Text excerpt:
With Halloween on the horizon, the question on everyone’s mind is can we safely celebrate the holiday amid the COVID-19 pandemic? In a nutshell, the answer is, yes, but things are going to be different this time around.
When it comes to trick-or-treating this year, San Francisco officials are hoping residents will refrain from passing out candy to trick-or-treaters, because they say this and other Halloween traditions present risks of COVID-19 infection, per an article by Eater SF.
While, as of this writing, the City hasn’t banned trick-or-treating outright, the COVID command center did tell Eater SF via email that “trick-or-treating is strongly discouraged because the sharing of food, candy, and items is risky,” and that “it can also be difficult to maintain a distance of six feet and have consistent use of face
covering when many households gather on the street.”
The City didn’t stop there. According to Eater SF, the COVID command center also cautioned against groups on Halloween. “Gatherings with people who don’t live with you is discouraged,” the COVID command center said via email, “including parties, parades, festivals, and haunted houses. Although outdoor events are much safer than indoor ones, large gatherings of people still increase the risk of infection.”

Work order 1: In the article on Halloween in San Francisco, what distance does the COVID command center say can be difficult to maintain when many households gather on the street?
Work order 2: Quote the stretch of the article on Halloween in San Francisco from "When it comes" through "by Eater SF.".
Work order 3: List the kinds of gatherings that the article on Halloween in San Francisco says the COVID command center discouraged.

Information provided:

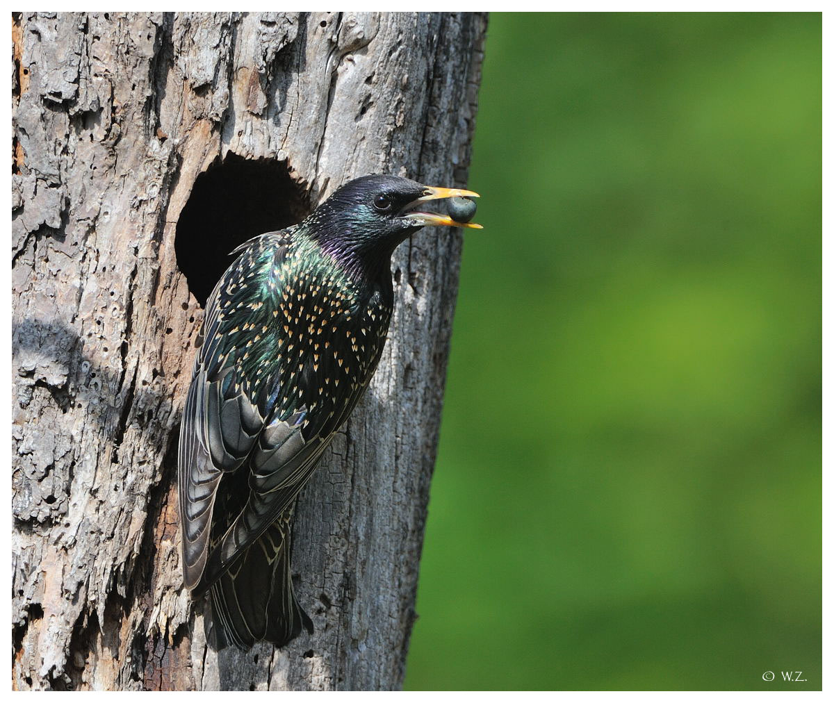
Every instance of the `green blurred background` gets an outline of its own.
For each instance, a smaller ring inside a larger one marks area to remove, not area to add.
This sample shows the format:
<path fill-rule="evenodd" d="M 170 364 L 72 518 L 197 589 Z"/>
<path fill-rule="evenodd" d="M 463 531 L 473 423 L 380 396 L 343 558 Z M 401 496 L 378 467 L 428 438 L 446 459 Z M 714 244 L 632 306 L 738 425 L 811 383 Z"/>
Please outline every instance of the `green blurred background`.
<path fill-rule="evenodd" d="M 406 688 L 821 687 L 821 43 L 490 17 Z"/>

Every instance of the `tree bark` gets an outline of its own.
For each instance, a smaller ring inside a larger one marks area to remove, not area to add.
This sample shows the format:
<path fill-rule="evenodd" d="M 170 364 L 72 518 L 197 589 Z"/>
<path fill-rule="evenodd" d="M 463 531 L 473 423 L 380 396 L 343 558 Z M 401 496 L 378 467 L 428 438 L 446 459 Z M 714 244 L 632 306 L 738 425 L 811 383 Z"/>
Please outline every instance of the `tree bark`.
<path fill-rule="evenodd" d="M 398 250 L 384 355 L 300 498 L 313 635 L 207 647 L 182 585 L 175 448 L 200 301 L 229 263 L 211 253 L 364 173 L 465 185 L 485 25 L 13 16 L 14 688 L 401 685 L 460 233 Z"/>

Worked solution 1: Six feet.

Worked solution 2:
When it comes to trick-or-treating this year, San Francisco officials are hoping residents will refrain from passing out candy to trick-or-treaters, because they say this and other Halloween traditions present risks of COVID-19 infection, per an article by Eater SF.

Worked solution 3: Parties, parades, festivals, and haunted houses.